Extracted information:
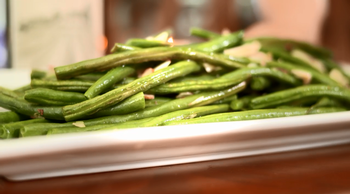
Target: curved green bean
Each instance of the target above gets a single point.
(118, 47)
(64, 85)
(150, 54)
(148, 122)
(255, 114)
(91, 106)
(108, 80)
(10, 116)
(12, 130)
(49, 97)
(26, 108)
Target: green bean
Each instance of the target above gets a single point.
(241, 103)
(10, 116)
(301, 92)
(26, 108)
(217, 84)
(64, 85)
(157, 101)
(108, 80)
(37, 74)
(118, 47)
(49, 97)
(143, 43)
(199, 32)
(200, 99)
(131, 104)
(319, 77)
(224, 81)
(11, 130)
(255, 114)
(259, 83)
(22, 89)
(148, 122)
(90, 76)
(91, 106)
(139, 56)
(327, 102)
(226, 100)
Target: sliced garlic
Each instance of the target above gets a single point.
(261, 57)
(80, 124)
(184, 94)
(148, 96)
(303, 75)
(315, 63)
(245, 50)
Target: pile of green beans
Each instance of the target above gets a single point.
(151, 82)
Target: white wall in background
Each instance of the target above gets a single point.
(49, 33)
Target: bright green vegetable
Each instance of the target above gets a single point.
(301, 92)
(138, 56)
(11, 130)
(224, 81)
(255, 114)
(63, 85)
(10, 116)
(49, 97)
(118, 47)
(108, 80)
(89, 107)
(148, 122)
(28, 109)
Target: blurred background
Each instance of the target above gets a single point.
(43, 34)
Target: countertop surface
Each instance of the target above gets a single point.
(323, 170)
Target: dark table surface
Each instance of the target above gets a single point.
(323, 170)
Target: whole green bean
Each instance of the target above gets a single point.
(301, 92)
(259, 83)
(200, 99)
(199, 32)
(26, 108)
(157, 101)
(108, 80)
(10, 116)
(224, 81)
(138, 56)
(12, 130)
(241, 103)
(37, 74)
(131, 104)
(64, 85)
(254, 114)
(319, 77)
(49, 97)
(118, 47)
(148, 122)
(91, 106)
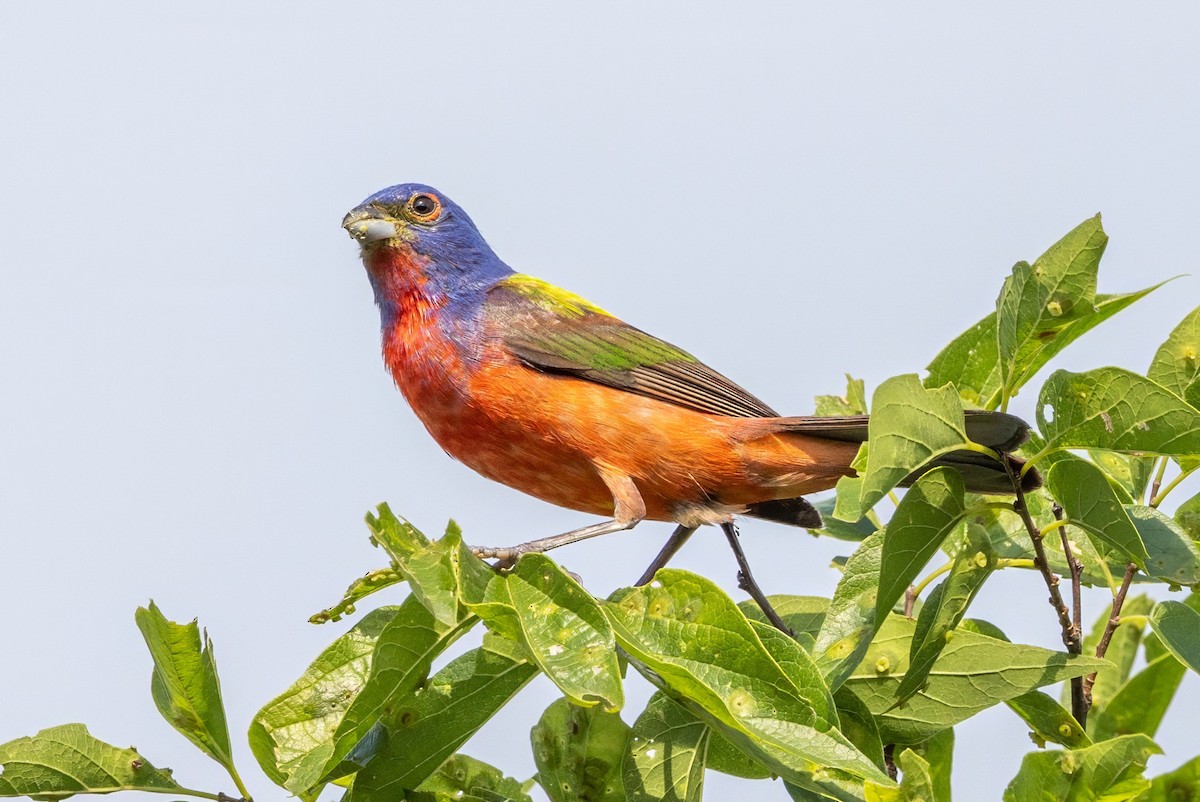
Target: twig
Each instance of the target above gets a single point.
(1071, 628)
(1114, 621)
(1079, 702)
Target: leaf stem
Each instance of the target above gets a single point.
(1071, 634)
(1158, 480)
(1078, 698)
(1111, 627)
(237, 780)
(923, 584)
(1157, 497)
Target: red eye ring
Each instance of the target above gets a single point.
(424, 207)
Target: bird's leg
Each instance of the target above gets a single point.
(747, 582)
(629, 510)
(673, 544)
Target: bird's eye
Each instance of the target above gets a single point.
(424, 207)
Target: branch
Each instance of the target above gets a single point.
(1114, 621)
(1071, 629)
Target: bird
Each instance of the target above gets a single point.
(543, 390)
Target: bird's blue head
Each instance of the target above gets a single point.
(411, 234)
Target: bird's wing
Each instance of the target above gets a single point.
(557, 331)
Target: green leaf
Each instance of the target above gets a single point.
(1187, 515)
(1091, 504)
(1039, 300)
(466, 779)
(184, 683)
(1140, 704)
(289, 729)
(802, 614)
(540, 606)
(1179, 785)
(1173, 556)
(1049, 720)
(857, 723)
(579, 752)
(1179, 627)
(665, 759)
(1108, 771)
(403, 653)
(972, 674)
(65, 760)
(928, 514)
(437, 719)
(834, 527)
(910, 426)
(763, 690)
(1176, 363)
(939, 753)
(359, 590)
(395, 536)
(727, 759)
(1113, 408)
(852, 404)
(851, 623)
(972, 363)
(945, 609)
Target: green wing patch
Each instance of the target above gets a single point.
(557, 331)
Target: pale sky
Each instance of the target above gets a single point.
(195, 407)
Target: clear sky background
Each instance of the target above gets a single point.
(193, 407)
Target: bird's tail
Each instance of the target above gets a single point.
(981, 473)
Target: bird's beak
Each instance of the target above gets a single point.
(370, 225)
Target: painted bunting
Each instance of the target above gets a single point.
(543, 390)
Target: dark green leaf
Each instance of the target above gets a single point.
(946, 606)
(469, 780)
(1091, 504)
(838, 528)
(184, 684)
(289, 729)
(858, 724)
(939, 753)
(1049, 720)
(972, 674)
(579, 752)
(1179, 627)
(971, 361)
(1140, 704)
(359, 590)
(850, 624)
(802, 614)
(1110, 770)
(665, 759)
(727, 759)
(1039, 300)
(540, 606)
(852, 404)
(1179, 785)
(64, 760)
(928, 514)
(403, 653)
(437, 719)
(395, 536)
(1176, 363)
(1173, 555)
(1187, 515)
(910, 426)
(1113, 408)
(688, 636)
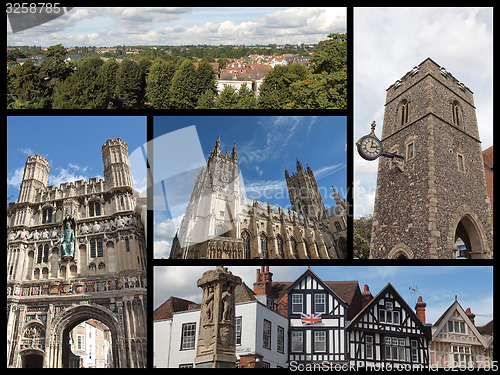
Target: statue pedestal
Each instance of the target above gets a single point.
(217, 333)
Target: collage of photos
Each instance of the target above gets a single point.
(302, 188)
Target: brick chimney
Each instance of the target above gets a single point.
(420, 309)
(366, 296)
(470, 315)
(264, 281)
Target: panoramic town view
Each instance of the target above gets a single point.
(223, 73)
(298, 188)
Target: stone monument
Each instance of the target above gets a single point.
(217, 333)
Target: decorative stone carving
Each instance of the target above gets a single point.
(216, 339)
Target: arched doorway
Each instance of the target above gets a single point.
(31, 359)
(470, 234)
(60, 354)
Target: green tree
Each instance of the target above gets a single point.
(246, 98)
(128, 85)
(275, 89)
(227, 99)
(183, 91)
(53, 69)
(158, 82)
(108, 73)
(207, 100)
(85, 89)
(205, 76)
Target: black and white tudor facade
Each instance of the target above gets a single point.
(333, 323)
(388, 333)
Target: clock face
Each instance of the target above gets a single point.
(369, 147)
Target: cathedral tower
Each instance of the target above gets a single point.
(305, 197)
(117, 172)
(36, 176)
(437, 195)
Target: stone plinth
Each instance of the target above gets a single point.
(217, 333)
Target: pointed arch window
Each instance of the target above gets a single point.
(403, 112)
(96, 247)
(246, 243)
(47, 215)
(456, 113)
(263, 246)
(279, 243)
(293, 244)
(94, 209)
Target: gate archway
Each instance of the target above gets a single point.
(59, 351)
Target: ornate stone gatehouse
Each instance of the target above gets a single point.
(76, 252)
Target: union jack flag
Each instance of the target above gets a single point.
(308, 319)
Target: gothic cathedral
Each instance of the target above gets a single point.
(437, 195)
(74, 253)
(222, 224)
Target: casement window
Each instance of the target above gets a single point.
(188, 336)
(319, 303)
(238, 330)
(267, 334)
(281, 340)
(297, 303)
(461, 355)
(297, 341)
(395, 349)
(320, 341)
(388, 315)
(414, 350)
(369, 347)
(456, 327)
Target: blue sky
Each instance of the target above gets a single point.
(72, 146)
(389, 42)
(437, 285)
(112, 26)
(264, 144)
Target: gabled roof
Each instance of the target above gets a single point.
(443, 319)
(325, 285)
(389, 288)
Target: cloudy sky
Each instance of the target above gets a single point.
(72, 145)
(176, 26)
(265, 146)
(437, 285)
(389, 42)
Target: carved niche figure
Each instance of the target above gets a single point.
(67, 241)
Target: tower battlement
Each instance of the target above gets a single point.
(429, 68)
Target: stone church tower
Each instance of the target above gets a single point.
(222, 224)
(98, 271)
(438, 193)
(304, 193)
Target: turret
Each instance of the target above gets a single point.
(36, 176)
(117, 172)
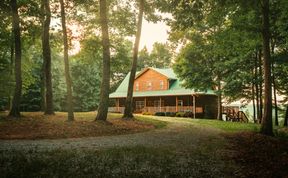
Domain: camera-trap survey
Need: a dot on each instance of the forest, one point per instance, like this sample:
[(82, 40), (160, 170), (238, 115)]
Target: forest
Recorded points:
[(69, 55), (60, 60)]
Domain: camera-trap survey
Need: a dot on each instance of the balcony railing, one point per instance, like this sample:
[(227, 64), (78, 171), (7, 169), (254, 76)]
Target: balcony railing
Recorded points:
[(159, 109)]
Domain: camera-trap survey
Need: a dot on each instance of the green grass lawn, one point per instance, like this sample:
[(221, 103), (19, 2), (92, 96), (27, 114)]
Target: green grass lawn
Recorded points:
[(228, 126)]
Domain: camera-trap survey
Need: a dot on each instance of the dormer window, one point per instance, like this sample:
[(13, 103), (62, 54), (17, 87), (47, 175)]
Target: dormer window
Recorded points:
[(137, 86), (149, 85), (161, 84)]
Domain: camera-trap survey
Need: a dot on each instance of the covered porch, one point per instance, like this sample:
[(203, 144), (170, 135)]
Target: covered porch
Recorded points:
[(199, 105)]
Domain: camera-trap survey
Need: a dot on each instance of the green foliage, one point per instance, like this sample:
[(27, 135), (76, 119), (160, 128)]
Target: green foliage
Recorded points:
[(228, 126)]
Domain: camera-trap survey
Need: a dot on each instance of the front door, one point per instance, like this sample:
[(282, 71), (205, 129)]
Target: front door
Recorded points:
[(139, 106)]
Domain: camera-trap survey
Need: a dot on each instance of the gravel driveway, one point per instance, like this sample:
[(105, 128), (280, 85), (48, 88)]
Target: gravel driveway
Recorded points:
[(178, 132)]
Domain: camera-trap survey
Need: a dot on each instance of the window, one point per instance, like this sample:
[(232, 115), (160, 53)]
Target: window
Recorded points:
[(140, 105), (158, 104), (149, 85), (180, 103), (137, 86), (161, 84)]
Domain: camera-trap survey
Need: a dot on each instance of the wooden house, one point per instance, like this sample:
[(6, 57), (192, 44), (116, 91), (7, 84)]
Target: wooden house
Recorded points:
[(159, 90)]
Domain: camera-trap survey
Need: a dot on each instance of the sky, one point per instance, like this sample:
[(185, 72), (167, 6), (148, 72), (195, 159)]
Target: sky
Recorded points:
[(152, 33)]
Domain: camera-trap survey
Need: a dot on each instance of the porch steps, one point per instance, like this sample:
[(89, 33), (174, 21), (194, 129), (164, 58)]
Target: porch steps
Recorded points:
[(235, 115)]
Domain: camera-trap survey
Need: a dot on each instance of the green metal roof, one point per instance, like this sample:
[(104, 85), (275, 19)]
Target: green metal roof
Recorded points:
[(174, 90)]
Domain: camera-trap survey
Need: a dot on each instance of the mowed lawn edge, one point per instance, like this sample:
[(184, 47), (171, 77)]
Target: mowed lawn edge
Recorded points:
[(35, 125)]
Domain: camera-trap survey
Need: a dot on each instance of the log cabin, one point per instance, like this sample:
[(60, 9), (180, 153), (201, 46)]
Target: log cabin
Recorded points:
[(159, 90)]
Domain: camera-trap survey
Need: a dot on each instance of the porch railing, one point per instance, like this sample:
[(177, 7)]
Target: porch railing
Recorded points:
[(160, 109)]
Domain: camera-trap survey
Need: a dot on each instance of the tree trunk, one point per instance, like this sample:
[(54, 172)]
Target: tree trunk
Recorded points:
[(42, 77), (256, 78), (42, 89), (266, 126), (253, 93), (286, 117), (15, 110), (47, 57), (219, 95), (105, 85), (274, 88), (9, 107), (66, 62), (260, 87), (129, 100)]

Work order:
Give back every line of the listing where the word "bird" shows up.

Expected output:
Target: bird's leg
Target: bird's eye
Target: bird
Target: bird's blue head
Target: bird's wing
Target: bird's tail
Target: bird's beak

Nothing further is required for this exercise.